* [TEXTAUSZUG]
================================

# CPU temperatur schisst Hoch



## alexrettig149 (5. März 2016)

Hallo

Also:

Intel 6700k
Corsair H110i GT
Asus Pro Gaming Z170 Jumper auf Overclocking enabled
32 GB Corsair Venegance 2133
Nitrox 800 W Netzteil

So nun habe ich folgendes Problem:

Rechner zusammengebaut, läuft wie ne eins.

Nun will ich die Asus UI Suite 3 zum Overclocken nehmen

Dabei macht er verschiedene Stresstests

Nun ist es so dass dabei, wenn er auf allen Kernen den test macht die CPU Temperatur von 24 relativ schnell hochgeht auf 81 dann schaltet er ab und pendelt sich bei 4400 Ghz ein.

Habe den Pumpenblock nochmal abgeschraubt und festgestellt das ich Zuviel Wärmeleitpaste drauf hatte.

Habe es nun vernünfit zusammengebaut aber immer noch das selbe Problem

ist das normal das die CPU Temp so schnell hoch geht bei einer WaKü oder nicht weil eigentlich müsste die ja gut dagegen halten.

Der Radiator hat auch keine Wärme in dem sinne der ist Kalt, die Schläuche sind leicht warm nicht mehr als Lauwarm wenn überhaupt.

Sind 4400 Mhz soweit ok mit dieser Kombo oder sollte da mehr gehen?

Wäre nett wenn mir jemand helfen könnte


----------



## Körschgen (5. März 2016)

Der rasche Temperaturanstieg ist normal.

Die Suite ist nicht zu empfehlen.
Generell erhältst du ein besseres Ergebnis wenn du selber Hand anlegst.
Vor allem mit der Spannung wird bei so Auto-OC Dingern nicht gegeizt...


----------



## alexrettig149 (5. März 2016)

Hmm ok hab ich mich bisher noch nicht mit befasst muss ich mal schauen wie ich das mache. welchen wert könnte ich denn da anstreben ?


----------



## mgiceman311 (5. März 2016)

alexrettig149 schrieb:


> Hallo
> 
> Also:
> 
> ...



Das NT sofort austauschen!..wenn dir deine HW heilig ist... Das NT ist der letzte Müll^^...

....das bringt vllt....350/400W Real Leistung...800W niemals...


----------



## DKK007 (5. März 2016)

Jede CPU ist anders. 

Stell manuell den Takt in 100 MHz schritten hoch und schau, ob es stabil ist. Ansonsten Takt wieder runter.


----------



## nonamez78 (6. März 2016)

================================

* [ÜBUNGSAUFGABEN]
• A. Prüfen Sie anhand des Forenthreads zur CPU-Temperatur, ob die folgenden Aussagen zutreffen, und antworten Sie jeweils mit Ja oder Nein samt den ausschlaggebenden Worten im genauen Wortlaut: (i) Der rasche Temperaturanstieg wird als normal bezeichnet. (ii) Laut dem ersten Beitrag ist der Radiator heiß. (iii) DKK007 rät, den Takt manuell in 100-MHz-Schritten zu erhöhen.
• B. Übertragen Sie aus dem Forenthread zur CPU-Temperatur wortgetreu den Abschnitt, der mit den Worten beginnt, in denen „ist das normal“ steht, und mit „Körschgen (5. März 2016)“ schließt.
• C. Schreiben Sie den Forenthread zur CPU-Temperatur im Anschluss an seine letzte Zeile weiter.

* [GESPEICHERTE DATEN]
================================

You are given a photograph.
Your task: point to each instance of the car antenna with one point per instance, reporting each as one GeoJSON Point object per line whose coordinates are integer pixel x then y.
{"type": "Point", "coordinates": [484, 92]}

================================

* [LÖSUNGEN JE AUFGABE]
• A.
(i) Ja: „Der rasche Temperaturanstieg ist normal.“
(ii) Nein: „Der Radiator hat auch keine Wärme in dem sinne der ist Kalt“
(iii) Ja: „Stell manuell den Takt in 100 MHz schritten hoch“

• B.
ist das normal das die CPU Temp so schnell hoch geht bei einer WaKü oder nicht weil eigentlich müsste die ja gut dagegen halten.

Der Radiator hat auch keine Wärme in dem sinne der ist Kalt, die Schläuche sind leicht warm nicht mehr als Lauwarm wenn überhaupt.

Sind 4400 Mhz soweit ok mit dieser Kombo oder sollte da mehr gehen?

Wäre nett wenn mir jemand helfen könnte


----------



## Körschgen (5. März 2016)

• C.
Mir kommt in dem Zusammenhang ein anderer Punkt spanisch vor: die Temp an sich ist viel zu hoch. Die CPU ist nun wirklich kein echter Stromfresser, die 4,4 GHz sind auch nicht wirklich die Welt. Auch wenn hier schon der Vorwurf der zu hohen Spannung geschrieben wurde darf die Temp nicht direkt auf 80°C schießen. Mal kurz hoch ist ok, aber da scheint mir doch der Wärmeabtransport auch nicht ideal zu sein. Der Anpressdruck des Kühlers passt? Die Skylake CPUs sind dünner als die Vorgänger, da liesst man hier öfters von Problemen.


----------



## AntonD88 (6. März 2016)

Hallo,

ich habe das selbe Board und hatte nach dem Einbau auch sehr hohe Temperaturen. 

Bei mir lag es aber daran das dass Board 1,38 Volt eingestellt hatte. Habe das ganze Manuell auf 1,11 Volt gestellt und siehe da sind es schon 20 C weniger.


----------



## alexrettig149 (6. März 2016)

jop kühler ist richtig drauf


----------



## alexrettig149 (6. März 2016)

sodele hab die ganze zeit geschraubt hab bissl auf YouTube gestöbert.

habe Multiplikator auf 45 
100.00 Mhz Auto (er schwankt bei 99.98 und 100.05)
max. Spannung 1.36 Volt

Ich bekomme 4500 Mhz raus, der Auto tweak haut 4200 Mhz raus

die Temperatur liegt nach 10 x Cinebench CPU Stresstest bei max 79°C und pendelt so bei 63 - 68 rum in der Regel

habe mit CPU Z und Coretemp Überwacht, von der Leistung hatten beide apps die gleich Daten.

Sobald ich den Multi auf 46 mach oder an den Grund Mhz (BRFH oder so) höher gehe Friert die kiste ein oder es kommt diese Watchdog Meldung

Gehe halt davon aus das halt mit meiner CPU nicht mehr geht, Schade 4,8 Ghz hatte ich mir gesetzt aber ich zufrieden damit dass ich die Grenzen ausgelootet habe und weiß was geht.

ich hoffe halt dass das alles auch stabil bleibt, die Sachen sind ja noch alle neu muss sich auch bissl einlaufen.

Sobald die Benchmarks fertig sind regelt das ganze nach einer sekunde wieder aud 34° C oder kälter, also denke ich dass die Kühlung schon gut läuft.
Ich gehe Davon aus dass die CPU bei Leistung so schnell Heiß wird, dass sogar die WaKü die wärme nicht so schnell ans Wasser übertragen bekommt.

Dennoch muss ich Sagen das System läuft dank der Be Quiet lüfter auf dem Radiator sehr ruhig und leise und auch die Luft die aus dem Gehäuse kommt ist sehr Kühl, dann hol ich die fehlende Power dann aus der GraKa sobald ich die 850€ zusammen habe.
Wie geasgt bin kein OC Profi und das NT werde ich am Montag auch noch tauschen danke für den Tipp.

Falls einer noch eine Idee hat freue ich mich.


----------



## CSOger (6. März 2016)

alexrettig149 schrieb:


> Falls einer noch eine Idee hat freue ich mich.




http://extreme.pcgameshardware.de/o...ylake-overclocking-anleitung-6600k-6700k.html


----------



## DKK007 (6. März 2016)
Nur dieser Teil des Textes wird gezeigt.